REQUIRED TASKS:
**A)** List every timestamp that appears in the bank fees transcript.
**B)** Please quote the bank fees transcript from "Craig Jeffery 02:19" to "and compensation level?".
**C)** Write what comes next in the bank fees transcript, picking up after its last line.

READING PASSAGE:
*****
Christin Cifaldi 00:34
It’s great to be on the podcast, Craig.
Craig Jeffery 00:36
Bank fee standards, decisions, negotiations and savings. The idea of understanding bank fees really helps the corporations make informed decisions, avoid hidden charges and negotiate fair terms. As we look at bank fees, the audience may or may not want to know that we have a Feenix book of bank prices where we’ve captured information, but in terms of background for the discussion about standards and decisions, etc. Why? What’s important about understanding the industry standards for bank fees and some of the elements that may not be so standard?
Christin Cifaldi 01:15
So it’s important to understand industry standards because it can help you as a consumer make informed decisions about which financial partner you wish to contract with, if you’re going through an RFP process or even just an internal review. It can also allow you to compare fees and services across different banks and financial institutions. You can check on the pricing, for example, at a global bank versus maybe a regional domestic bank that you may be considering doing business with. Understanding can also help you avoid hidden fees and charges. You can discover unused services in your account analysis statements, such as paper account statements, faxes, things that you would think, Oh, that’ll just get turned off. Well, it hasn’t. There’s still something getting mailed into your mail room or sent to your fax number that you don’t necessarily want to be paying for. You can also consider moving or canceling low volume services if you’re understanding your fees and annually reviewing them.
Craig Jeffery 02:19
Sometimes there’s a huge driver to save money. I’m fine compensating my banks, you know, in the right range, but I may not know what that range is and that, how does this, how does this help on the fee and the cost and compensation level?
*****
RAW DATA:
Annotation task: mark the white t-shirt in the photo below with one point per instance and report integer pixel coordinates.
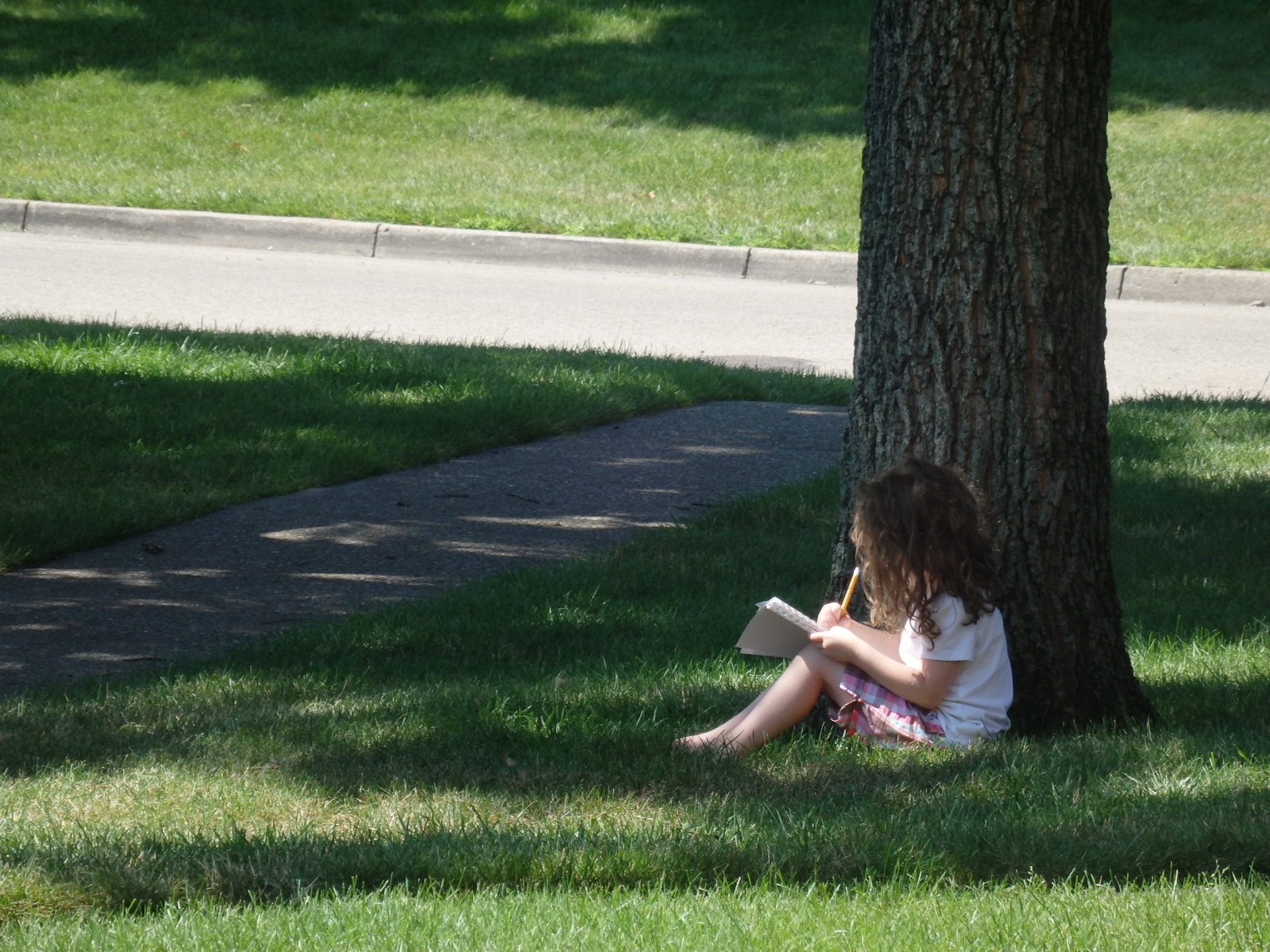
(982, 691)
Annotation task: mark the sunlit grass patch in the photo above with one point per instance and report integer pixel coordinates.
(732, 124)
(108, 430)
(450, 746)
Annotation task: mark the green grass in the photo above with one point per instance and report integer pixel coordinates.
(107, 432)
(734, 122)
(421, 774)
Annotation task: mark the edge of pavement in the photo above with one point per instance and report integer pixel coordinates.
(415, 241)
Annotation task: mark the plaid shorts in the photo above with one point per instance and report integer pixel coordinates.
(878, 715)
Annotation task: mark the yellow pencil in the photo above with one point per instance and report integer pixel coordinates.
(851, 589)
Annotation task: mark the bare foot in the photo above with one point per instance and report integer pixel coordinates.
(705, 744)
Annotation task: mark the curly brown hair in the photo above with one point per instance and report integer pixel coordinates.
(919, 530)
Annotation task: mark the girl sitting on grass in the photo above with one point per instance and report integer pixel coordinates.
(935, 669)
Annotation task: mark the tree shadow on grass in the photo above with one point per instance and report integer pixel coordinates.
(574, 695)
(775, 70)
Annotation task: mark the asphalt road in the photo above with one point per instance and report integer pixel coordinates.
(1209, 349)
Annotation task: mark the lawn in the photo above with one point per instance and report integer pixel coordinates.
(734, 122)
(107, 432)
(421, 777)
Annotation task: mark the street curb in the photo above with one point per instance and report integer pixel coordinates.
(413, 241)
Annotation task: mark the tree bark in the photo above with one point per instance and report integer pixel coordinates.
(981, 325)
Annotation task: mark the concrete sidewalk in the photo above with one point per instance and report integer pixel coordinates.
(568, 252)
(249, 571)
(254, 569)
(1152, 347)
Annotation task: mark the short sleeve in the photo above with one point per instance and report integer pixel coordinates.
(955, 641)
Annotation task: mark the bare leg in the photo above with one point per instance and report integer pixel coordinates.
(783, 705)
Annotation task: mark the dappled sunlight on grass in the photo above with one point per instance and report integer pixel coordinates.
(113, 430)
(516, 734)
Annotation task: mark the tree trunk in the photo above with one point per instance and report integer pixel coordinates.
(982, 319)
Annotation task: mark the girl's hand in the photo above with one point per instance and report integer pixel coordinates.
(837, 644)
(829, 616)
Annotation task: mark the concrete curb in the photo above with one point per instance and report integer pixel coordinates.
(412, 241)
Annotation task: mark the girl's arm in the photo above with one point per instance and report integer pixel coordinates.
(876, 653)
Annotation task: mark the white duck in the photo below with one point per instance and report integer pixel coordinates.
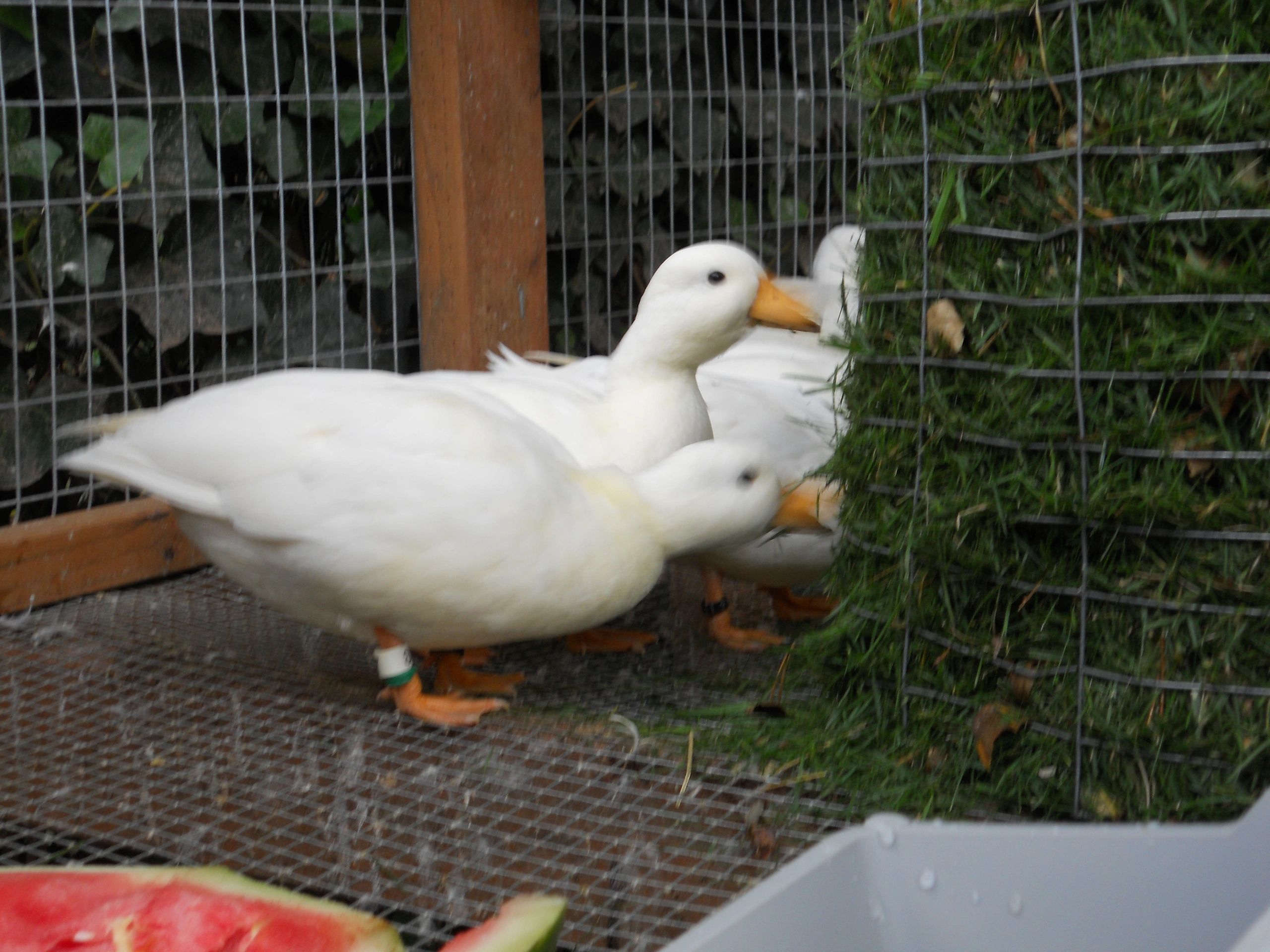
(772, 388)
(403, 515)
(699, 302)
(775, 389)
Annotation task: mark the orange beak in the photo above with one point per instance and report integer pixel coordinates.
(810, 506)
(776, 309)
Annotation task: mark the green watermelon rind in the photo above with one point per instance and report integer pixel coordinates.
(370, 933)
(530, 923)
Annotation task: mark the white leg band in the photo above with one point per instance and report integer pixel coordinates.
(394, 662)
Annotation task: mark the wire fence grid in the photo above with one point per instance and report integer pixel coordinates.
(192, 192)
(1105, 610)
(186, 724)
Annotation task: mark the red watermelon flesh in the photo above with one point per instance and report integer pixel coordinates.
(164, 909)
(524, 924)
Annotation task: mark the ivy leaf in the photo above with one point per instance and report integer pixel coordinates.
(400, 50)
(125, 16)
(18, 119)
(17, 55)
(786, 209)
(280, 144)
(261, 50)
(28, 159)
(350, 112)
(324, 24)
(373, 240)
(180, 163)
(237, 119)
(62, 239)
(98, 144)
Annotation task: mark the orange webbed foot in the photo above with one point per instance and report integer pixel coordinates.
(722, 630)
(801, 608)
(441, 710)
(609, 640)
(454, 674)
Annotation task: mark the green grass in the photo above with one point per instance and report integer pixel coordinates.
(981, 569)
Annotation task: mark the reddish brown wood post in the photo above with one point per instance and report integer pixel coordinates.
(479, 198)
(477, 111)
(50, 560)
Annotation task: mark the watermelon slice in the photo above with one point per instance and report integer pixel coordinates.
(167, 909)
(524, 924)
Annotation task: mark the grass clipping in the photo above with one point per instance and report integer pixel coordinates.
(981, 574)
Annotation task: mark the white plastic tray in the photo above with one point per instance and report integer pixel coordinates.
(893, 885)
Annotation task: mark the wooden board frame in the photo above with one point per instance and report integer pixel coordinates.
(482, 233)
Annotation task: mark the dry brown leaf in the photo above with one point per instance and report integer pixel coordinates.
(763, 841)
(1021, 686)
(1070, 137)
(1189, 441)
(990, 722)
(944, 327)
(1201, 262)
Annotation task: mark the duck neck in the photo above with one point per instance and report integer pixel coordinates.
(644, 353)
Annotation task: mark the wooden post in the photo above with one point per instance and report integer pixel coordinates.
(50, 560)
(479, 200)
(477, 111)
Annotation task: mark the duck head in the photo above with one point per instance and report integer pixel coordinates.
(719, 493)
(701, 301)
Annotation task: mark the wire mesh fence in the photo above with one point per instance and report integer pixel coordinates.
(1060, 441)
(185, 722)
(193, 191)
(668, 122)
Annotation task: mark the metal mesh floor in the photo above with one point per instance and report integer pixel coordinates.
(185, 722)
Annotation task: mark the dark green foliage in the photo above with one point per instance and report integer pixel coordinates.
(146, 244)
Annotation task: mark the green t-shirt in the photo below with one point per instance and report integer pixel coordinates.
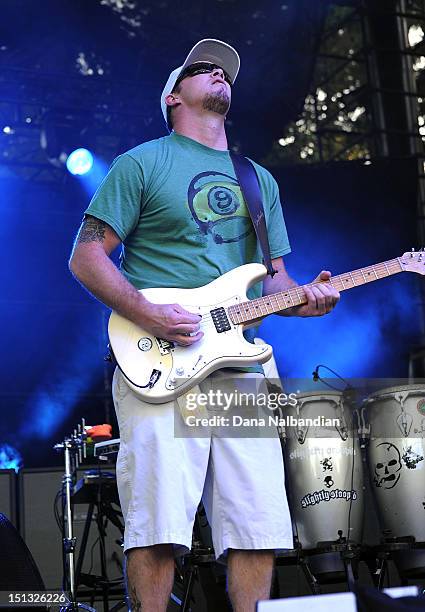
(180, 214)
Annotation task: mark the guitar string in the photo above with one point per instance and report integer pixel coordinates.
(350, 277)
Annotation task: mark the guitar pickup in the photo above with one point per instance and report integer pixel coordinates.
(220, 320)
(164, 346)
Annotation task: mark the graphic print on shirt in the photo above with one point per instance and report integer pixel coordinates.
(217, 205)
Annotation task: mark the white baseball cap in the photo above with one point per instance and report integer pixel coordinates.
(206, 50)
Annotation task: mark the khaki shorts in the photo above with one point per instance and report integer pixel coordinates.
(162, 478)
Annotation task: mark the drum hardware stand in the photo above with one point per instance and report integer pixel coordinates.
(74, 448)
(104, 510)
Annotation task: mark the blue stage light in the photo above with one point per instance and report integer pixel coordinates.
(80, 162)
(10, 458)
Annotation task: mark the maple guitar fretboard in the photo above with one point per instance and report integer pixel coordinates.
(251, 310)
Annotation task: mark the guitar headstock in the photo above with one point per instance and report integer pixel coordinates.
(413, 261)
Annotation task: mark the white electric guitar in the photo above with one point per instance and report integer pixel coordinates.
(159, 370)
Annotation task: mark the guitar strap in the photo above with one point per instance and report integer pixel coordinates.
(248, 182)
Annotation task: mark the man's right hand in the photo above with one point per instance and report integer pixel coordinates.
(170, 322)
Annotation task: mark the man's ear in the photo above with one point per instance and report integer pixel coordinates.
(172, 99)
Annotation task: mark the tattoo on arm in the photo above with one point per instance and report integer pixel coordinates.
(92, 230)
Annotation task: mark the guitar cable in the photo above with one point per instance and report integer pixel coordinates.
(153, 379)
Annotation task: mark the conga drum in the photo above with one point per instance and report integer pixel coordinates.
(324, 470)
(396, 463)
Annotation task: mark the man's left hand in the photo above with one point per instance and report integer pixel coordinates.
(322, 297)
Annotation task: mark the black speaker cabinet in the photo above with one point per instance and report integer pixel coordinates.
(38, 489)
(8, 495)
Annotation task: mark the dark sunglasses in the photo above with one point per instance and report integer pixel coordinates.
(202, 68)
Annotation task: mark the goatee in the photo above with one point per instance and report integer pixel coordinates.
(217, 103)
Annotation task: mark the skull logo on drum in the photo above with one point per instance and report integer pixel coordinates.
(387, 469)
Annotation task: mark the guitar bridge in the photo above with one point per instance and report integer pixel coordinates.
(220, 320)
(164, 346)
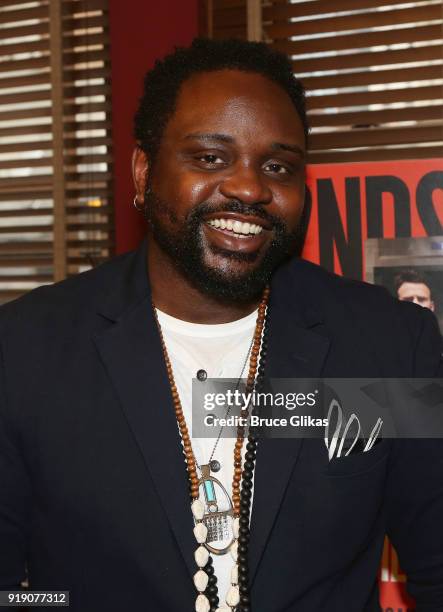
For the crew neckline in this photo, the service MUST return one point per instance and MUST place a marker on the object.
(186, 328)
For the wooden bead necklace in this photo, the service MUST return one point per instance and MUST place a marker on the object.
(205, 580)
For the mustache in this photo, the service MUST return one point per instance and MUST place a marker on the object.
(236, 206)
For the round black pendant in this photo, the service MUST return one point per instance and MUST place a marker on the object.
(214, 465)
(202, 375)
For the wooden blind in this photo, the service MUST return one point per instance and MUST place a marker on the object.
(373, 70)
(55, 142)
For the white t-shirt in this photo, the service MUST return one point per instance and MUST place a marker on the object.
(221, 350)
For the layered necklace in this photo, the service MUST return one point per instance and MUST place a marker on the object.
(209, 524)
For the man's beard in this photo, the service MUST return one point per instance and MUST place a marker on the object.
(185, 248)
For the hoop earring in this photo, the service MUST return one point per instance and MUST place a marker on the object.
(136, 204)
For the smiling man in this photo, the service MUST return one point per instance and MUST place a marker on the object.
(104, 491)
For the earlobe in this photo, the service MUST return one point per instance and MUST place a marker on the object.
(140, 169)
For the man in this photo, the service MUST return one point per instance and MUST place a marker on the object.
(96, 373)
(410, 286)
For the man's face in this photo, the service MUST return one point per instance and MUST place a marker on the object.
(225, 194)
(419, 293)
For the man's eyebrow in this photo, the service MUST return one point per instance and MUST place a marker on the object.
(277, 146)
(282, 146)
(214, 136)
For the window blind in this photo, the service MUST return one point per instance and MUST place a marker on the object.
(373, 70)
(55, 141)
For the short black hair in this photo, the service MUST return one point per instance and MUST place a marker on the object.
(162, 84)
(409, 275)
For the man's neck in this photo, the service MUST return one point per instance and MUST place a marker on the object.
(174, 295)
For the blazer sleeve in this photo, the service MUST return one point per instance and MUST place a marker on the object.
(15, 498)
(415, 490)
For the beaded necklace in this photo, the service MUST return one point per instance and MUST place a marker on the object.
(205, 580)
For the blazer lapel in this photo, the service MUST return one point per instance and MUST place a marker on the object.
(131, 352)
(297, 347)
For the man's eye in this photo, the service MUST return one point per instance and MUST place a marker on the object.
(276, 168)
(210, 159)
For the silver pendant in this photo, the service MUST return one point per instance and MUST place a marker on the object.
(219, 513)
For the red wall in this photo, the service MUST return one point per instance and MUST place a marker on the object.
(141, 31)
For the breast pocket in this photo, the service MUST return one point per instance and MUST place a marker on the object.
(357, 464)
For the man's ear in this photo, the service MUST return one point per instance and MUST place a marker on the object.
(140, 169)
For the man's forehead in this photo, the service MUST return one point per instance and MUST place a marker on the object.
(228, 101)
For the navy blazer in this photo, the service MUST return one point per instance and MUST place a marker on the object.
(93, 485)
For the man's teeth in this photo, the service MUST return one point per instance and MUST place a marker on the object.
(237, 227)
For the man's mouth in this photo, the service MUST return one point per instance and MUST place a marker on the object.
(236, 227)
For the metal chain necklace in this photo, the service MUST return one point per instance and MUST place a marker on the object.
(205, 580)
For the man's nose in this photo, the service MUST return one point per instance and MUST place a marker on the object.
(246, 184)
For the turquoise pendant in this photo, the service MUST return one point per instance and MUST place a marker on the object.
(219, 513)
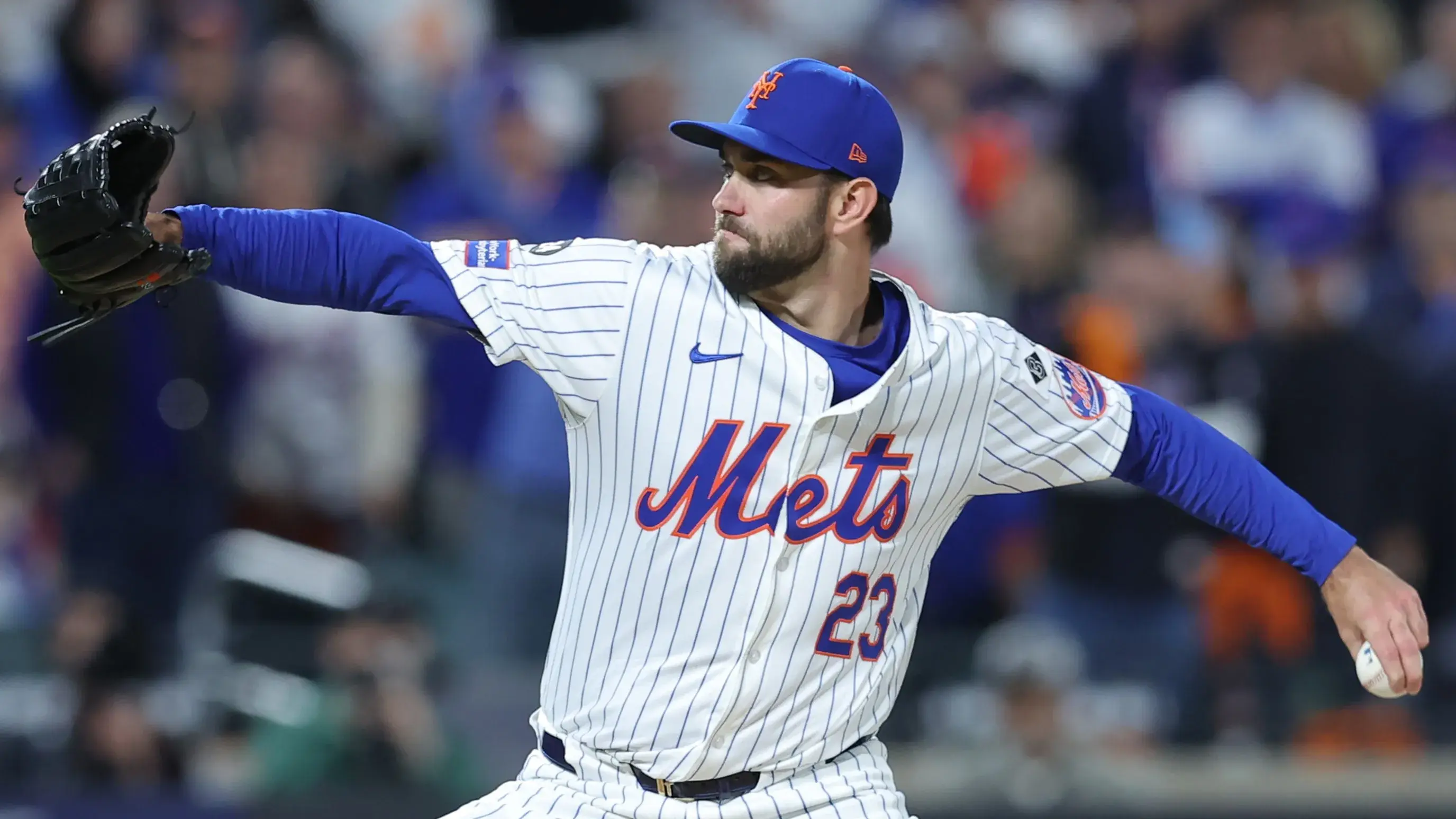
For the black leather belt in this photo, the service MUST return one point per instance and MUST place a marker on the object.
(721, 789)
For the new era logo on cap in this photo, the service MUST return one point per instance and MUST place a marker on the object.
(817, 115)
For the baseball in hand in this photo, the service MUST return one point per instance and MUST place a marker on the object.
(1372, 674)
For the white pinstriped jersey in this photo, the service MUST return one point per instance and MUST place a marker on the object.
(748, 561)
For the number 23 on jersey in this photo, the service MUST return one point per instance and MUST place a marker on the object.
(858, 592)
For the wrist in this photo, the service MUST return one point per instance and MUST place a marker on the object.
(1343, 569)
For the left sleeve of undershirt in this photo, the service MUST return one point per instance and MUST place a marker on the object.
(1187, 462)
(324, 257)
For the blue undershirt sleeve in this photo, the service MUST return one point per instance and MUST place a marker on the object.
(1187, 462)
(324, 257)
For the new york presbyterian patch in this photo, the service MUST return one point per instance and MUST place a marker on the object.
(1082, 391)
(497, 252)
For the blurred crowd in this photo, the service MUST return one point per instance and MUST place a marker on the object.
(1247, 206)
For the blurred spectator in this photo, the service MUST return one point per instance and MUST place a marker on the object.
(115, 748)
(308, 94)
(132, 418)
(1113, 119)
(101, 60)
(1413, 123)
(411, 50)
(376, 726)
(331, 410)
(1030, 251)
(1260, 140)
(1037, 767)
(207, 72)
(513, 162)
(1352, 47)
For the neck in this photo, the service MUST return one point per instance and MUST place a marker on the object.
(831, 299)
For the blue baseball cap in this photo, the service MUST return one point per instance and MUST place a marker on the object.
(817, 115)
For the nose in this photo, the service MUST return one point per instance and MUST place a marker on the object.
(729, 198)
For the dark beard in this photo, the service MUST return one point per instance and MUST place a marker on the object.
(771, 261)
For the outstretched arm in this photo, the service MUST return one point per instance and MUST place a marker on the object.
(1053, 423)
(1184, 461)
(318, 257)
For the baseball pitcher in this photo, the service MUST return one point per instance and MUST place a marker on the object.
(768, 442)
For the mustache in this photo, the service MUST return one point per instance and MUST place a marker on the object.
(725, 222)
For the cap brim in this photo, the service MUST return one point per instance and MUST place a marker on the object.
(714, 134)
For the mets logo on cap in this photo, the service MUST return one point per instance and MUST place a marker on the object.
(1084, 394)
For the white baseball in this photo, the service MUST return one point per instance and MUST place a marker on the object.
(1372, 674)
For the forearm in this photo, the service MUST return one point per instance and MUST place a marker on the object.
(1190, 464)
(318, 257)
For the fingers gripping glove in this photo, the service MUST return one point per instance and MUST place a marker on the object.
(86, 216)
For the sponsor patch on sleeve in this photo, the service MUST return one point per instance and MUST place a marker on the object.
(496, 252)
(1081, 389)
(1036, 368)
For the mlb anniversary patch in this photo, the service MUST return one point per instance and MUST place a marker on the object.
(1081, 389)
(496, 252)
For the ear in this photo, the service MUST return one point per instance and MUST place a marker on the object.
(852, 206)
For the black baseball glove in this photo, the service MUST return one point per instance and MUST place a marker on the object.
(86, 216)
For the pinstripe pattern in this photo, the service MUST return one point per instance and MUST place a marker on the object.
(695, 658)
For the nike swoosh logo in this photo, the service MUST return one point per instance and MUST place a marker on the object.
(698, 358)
*****
OUTPUTS IN ORDER:
**A)** 00:34, 00:36, 01:15, 02:19

**B)**
Craig Jeffery 02:19
Sometimes there’s a huge driver to save money. I’m fine compensating my banks, you know, in the right range, but I may not know what that range is and that, how does this, how does this help on the fee and the cost and compensation level?

**C)**
Christin Cifaldi 02:37
Yeah, you’re right. Craig, opaque pricing leads to miscommunication with your banking relationship manager could lead to accurate, ill informed decisions, and we recommend when you’re doing these annual reviews to understand your rates, to help you negotiate better rates or terms with your financial partners. And this could even lead to locking in into a two or three year contract with them. We also recommend reviewing earnings, credit rates regularly as well.
Craig Jeffery 03:08
I know some of these terms. For some of the audience, they’re going to know exactly what you were talking about. Others may say you just made up a bunch of words there. I think we know it. You know, you have a contract that has fixed pricing for a certain period of time, and the only thing that varies is volume. So that’s pretty clear, but you mentioned earnings credit rate as an example. I don’t know that everybody knows what an earnings credit rate is. I know some must, if you’re if you’re listening to a topic on this, some will know, others won’t. What are we referring to when we say earnings credit rate?
Christin Cifaldi 03:46
Yeah, so historically, banks have been barred from offering an interest rate on a demand deposit account, and so how they worked around that was to offer clients an earnings credit rate where you would earn some money that would be credited against your account analysis fees. But I understand the market’s been shifting in a different direction lately. Craig, do you want to talk a little more about that?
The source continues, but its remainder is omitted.